Авторский перевод и редакция: подкаст «Своя комната»
Источник: *Оff our backs, August/September 1999, V.29; N.8 p. 7, Word Count: 2852
Читая постмодернистские теоретические тексты, я стала замечать некоторые логические провалы в теории постмодернизма. Я пыталась понять не только саму теорию, но и, что куда более важно, как она работает в современном мире — каковы эффекты постмодернистского мышления и теоретизирования в реальной жизни. Со временем стало ясно, что всеобъемлющий эффект постмодернизма заключается в том, чтобы заглушить голоса думающих и заставить их молчать как на личном, так и на политическом уровне. Я знаю, что это весьма возмутительное заявление, учитывая то, какое, на первый взгляд, первостепенное внимание в постмодернистской теории отводится голосам маргинализированных групп, голосам тех, кого раньше не слышали, и исследованию тем, ранее заглушаемых доминирующим дискурсом. Однако, углубившись в изучение того, как функционирует теория постмодерна, я обнаружила, что все эти утверждения — не более чем пустые слова. Судят по делам: важно видеть не то, что заявлено постмодернизмом, а то, как он на самом деле работает.

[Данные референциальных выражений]
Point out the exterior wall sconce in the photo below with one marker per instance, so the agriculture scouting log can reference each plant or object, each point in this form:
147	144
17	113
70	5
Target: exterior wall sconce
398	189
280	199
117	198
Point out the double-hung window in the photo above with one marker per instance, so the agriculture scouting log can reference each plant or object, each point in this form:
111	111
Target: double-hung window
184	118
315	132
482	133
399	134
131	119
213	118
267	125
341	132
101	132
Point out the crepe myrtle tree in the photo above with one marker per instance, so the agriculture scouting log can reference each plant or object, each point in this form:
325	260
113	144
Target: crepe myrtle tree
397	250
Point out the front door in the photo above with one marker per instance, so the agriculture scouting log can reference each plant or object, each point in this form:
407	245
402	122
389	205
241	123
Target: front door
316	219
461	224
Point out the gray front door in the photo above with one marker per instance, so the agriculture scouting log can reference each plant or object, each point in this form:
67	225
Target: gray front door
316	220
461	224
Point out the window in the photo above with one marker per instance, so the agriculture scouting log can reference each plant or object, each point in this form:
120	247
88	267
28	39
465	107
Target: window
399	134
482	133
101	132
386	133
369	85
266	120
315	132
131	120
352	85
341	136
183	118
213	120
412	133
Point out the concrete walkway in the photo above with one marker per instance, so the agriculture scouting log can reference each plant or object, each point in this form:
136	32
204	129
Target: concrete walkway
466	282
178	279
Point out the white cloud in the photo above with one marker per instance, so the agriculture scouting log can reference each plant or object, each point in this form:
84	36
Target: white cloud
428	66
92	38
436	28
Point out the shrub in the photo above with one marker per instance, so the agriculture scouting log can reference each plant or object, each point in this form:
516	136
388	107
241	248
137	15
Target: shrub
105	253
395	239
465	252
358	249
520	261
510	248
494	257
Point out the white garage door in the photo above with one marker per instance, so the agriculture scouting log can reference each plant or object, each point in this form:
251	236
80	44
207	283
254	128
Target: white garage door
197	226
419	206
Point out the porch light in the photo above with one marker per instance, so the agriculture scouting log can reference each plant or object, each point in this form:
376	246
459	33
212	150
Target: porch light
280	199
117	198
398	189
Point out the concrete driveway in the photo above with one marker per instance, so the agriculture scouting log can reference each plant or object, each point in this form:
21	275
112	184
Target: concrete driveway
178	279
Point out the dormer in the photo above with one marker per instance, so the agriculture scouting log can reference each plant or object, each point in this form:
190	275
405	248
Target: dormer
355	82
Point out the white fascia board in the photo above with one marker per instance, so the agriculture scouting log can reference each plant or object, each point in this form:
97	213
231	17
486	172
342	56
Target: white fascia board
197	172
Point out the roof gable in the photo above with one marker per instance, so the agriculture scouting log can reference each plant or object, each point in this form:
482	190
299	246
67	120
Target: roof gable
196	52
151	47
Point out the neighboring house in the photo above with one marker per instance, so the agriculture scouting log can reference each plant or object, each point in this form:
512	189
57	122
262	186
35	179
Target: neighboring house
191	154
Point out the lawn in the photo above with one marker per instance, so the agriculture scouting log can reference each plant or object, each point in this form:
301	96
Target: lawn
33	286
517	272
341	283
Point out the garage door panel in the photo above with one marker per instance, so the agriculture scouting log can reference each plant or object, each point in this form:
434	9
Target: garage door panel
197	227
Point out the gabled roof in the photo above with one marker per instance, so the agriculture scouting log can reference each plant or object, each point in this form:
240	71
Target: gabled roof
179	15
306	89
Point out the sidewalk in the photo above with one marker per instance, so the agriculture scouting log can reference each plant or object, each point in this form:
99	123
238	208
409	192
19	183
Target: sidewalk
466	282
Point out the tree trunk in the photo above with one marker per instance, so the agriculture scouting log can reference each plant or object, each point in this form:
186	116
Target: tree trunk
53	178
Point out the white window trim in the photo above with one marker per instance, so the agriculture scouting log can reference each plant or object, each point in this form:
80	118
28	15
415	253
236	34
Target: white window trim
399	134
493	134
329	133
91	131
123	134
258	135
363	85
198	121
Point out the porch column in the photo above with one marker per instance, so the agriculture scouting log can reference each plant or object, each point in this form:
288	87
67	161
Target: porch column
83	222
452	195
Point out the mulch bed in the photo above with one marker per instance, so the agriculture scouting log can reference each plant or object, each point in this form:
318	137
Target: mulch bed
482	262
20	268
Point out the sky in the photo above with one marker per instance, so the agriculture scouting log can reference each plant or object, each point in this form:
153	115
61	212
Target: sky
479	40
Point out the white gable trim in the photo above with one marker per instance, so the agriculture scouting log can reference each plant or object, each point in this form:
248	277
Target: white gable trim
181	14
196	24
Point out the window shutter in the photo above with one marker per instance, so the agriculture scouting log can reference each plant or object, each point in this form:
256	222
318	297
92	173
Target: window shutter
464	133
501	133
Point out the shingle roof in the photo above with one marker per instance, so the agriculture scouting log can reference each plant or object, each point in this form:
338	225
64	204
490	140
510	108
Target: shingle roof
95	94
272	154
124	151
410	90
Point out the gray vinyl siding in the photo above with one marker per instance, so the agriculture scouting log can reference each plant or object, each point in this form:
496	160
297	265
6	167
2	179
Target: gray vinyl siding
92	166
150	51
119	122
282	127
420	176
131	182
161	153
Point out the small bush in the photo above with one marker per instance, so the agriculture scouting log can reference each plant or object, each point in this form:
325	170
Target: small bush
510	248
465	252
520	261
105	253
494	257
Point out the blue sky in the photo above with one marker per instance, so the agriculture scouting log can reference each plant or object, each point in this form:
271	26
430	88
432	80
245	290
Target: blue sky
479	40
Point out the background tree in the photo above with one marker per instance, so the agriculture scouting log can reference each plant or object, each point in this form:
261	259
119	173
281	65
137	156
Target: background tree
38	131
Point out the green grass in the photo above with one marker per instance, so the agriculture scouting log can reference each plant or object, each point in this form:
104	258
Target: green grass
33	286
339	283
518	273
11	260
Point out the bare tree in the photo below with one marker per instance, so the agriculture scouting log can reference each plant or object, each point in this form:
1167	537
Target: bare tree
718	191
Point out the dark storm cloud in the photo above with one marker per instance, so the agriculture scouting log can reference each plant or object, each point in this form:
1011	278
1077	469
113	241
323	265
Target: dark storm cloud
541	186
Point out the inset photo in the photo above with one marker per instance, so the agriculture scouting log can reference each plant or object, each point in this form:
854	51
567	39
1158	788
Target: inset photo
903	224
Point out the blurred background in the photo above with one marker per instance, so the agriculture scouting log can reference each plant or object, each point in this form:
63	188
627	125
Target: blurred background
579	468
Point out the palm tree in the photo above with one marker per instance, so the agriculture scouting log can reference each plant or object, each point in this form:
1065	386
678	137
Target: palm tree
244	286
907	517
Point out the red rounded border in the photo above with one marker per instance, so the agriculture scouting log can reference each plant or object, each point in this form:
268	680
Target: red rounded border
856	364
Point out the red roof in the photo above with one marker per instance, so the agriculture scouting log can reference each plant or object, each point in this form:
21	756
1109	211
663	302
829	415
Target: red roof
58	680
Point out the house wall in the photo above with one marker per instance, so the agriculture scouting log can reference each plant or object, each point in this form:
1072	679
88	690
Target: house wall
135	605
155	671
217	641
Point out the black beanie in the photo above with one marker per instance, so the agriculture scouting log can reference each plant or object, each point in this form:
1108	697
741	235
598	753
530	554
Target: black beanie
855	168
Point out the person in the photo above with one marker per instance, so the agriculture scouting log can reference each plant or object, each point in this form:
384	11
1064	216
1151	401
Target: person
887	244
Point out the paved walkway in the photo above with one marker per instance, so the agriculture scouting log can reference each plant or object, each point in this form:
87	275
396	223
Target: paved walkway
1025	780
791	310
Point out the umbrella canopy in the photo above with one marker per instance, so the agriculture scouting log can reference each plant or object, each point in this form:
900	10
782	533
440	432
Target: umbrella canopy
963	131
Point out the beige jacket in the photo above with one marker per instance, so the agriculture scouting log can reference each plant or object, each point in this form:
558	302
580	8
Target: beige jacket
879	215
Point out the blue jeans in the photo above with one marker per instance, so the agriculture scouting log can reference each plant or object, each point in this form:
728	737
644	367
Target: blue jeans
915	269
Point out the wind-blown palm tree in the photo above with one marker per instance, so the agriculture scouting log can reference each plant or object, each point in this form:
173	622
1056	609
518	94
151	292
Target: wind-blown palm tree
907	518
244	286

Задание: В чем, согласно фрагменту о постмодернизме, заключается всеобъемлющий эффект постмодернизма?

Результат задания: В том, чтобы заглушить голоса думающих и заставить их молчать как на личном, так и на политическом уровне.